**Consigne**
Renvoyez sans la moindre modification un extrait du texte ci-dessous sur la conception de l'État chez Stein. Commencez au passage contenant « Stein soutient que » et arrêtez-vous après « groupes : l’autonomie complète. ».

**Texte fourni**
Stein soutient que le propre de l’État est d’avoir, contrairement à la communauté, des « limites d’affectabilité [6]. » Si ces limites sont franchies, l’État n’existe plus. Un État ne peut être « affecté » n’importe comment par d’autres associations. C’est-à-dire que Stein suit Aristote en faisant de l’État « un tout qui se suffit à lui-même. » L’autosuffisance est l’essence de l’État : ses relations avec d’autres entités ne doivent pas lui faire perdre cette autosuffisance. « L’État doit être son propre maître [7] […] » nous dit Stein. Un État qui n’est pas entièrement maître de lui-même n'est pas un État. Cela signifie que l’État est par définition une association souveraine. L’État ne peut avoir qu’un seul type de relation avec soi-même et avec d’autres groupes : l’autonomie complète.

L’État a comme spécificité d’être le milieu entre une communauté qui n’est qu’une partie de l’humanité et l’humanité complète : il est une partie de l’humanité qui est autonome [8]. Si tous les États du monde étaient soumis à un État universel, ceux-là seraient anéantis au profit de celui-ci. Si des groupes incorporés à un État, tels que des partis politiques ou des syndicats, peuvent influencer et modifier selon leur volonté cet État, celui-ci implose et l’anarchie règne [9]. Par nature, l’État est la cause première de ses actions et de ses lois. Avant d’avoir le monopole du pouvoir, l’État a le monopole du droit.

Certes, l’État se définit par le pouvoir, mais seulement dans la mesure où le pouvoir signifie la capacité de maintenir son autonomie. Il doit y avoir un pouvoir qui représente l’État dans son entier, qui agit et parle en son nom. L’État n’a de sens que s’il s’incarne dans des individus qui préservent son unité [10]. En suivant la même logique, l’État n’est souverain que si aucun pouvoir autre que le sien ne peut le contraindre. Le droit des gens, c’est-à-dire les droits universels de la personne, ne peut s’exercer que par une autolimitation du pouvoir de l’État par l’État lui-même [11]. Lorsqu’un État cède de son pouvoir et de son autorité juridique à un autre sans possibilité de les reprendre, il cesse d’exister. Lorsque des États cèdent des compétences à un corps politique en gardant la possibilité de les reprendre, ce corps est un mandataire de ces États, et non lui-même un État.

**Éléments**
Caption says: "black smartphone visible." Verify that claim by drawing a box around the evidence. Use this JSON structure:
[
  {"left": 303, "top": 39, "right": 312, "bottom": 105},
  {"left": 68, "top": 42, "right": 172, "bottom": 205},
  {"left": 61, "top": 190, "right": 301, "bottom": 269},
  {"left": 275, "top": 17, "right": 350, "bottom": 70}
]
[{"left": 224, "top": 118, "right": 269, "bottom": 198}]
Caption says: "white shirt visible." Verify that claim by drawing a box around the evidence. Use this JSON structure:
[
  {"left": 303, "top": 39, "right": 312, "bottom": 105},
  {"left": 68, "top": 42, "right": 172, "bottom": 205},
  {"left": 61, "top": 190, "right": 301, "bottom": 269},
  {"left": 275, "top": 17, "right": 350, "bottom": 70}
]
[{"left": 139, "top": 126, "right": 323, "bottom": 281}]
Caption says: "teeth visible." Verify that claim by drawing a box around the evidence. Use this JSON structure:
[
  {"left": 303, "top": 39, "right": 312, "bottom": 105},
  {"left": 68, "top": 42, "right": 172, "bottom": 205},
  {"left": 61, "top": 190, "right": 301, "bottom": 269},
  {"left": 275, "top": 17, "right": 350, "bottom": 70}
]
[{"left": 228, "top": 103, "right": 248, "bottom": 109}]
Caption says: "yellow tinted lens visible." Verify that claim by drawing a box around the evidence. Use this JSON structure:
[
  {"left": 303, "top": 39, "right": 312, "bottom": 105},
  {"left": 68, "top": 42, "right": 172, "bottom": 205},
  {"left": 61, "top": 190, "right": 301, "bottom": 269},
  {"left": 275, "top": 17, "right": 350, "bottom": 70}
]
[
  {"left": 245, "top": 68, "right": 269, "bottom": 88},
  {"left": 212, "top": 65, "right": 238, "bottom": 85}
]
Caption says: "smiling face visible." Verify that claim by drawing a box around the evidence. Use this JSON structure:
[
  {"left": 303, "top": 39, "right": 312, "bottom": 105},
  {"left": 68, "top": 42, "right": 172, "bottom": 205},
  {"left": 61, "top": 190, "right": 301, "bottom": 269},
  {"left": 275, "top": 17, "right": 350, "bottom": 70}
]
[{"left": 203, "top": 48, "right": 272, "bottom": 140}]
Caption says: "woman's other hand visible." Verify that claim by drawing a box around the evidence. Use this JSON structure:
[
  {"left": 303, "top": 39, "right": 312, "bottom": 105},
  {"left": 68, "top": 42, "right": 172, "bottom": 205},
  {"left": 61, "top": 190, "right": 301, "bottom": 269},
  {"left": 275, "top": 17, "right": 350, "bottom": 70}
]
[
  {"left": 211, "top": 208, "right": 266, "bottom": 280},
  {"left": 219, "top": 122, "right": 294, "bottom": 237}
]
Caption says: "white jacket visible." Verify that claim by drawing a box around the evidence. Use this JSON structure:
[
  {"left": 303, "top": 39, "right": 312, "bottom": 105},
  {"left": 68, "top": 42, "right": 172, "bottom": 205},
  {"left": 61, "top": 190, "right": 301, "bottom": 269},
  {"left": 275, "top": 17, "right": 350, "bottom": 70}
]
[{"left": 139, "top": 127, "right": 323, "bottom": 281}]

**Résultat**
Stein soutient que le propre de l’État est d’avoir, contrairement à la communauté, des « limites d’affectabilité [6]. » Si ces limites sont franchies, l’État n’existe plus. Un État ne peut être « affecté » n’importe comment par d’autres associations. C’est-à-dire que Stein suit Aristote en faisant de l’État « un tout qui se suffit à lui-même. » L’autosuffisance est l’essence de l’État : ses relations avec d’autres entités ne doivent pas lui faire perdre cette autosuffisance. « L’État doit être son propre maître [7] […] » nous dit Stein. Un État qui n’est pas entièrement maître de lui-même n'est pas un État. Cela signifie que l’État est par définition une association souveraine. L’État ne peut avoir qu’un seul type de relation avec soi-même et avec d’autres groupes : l’autonomie complète.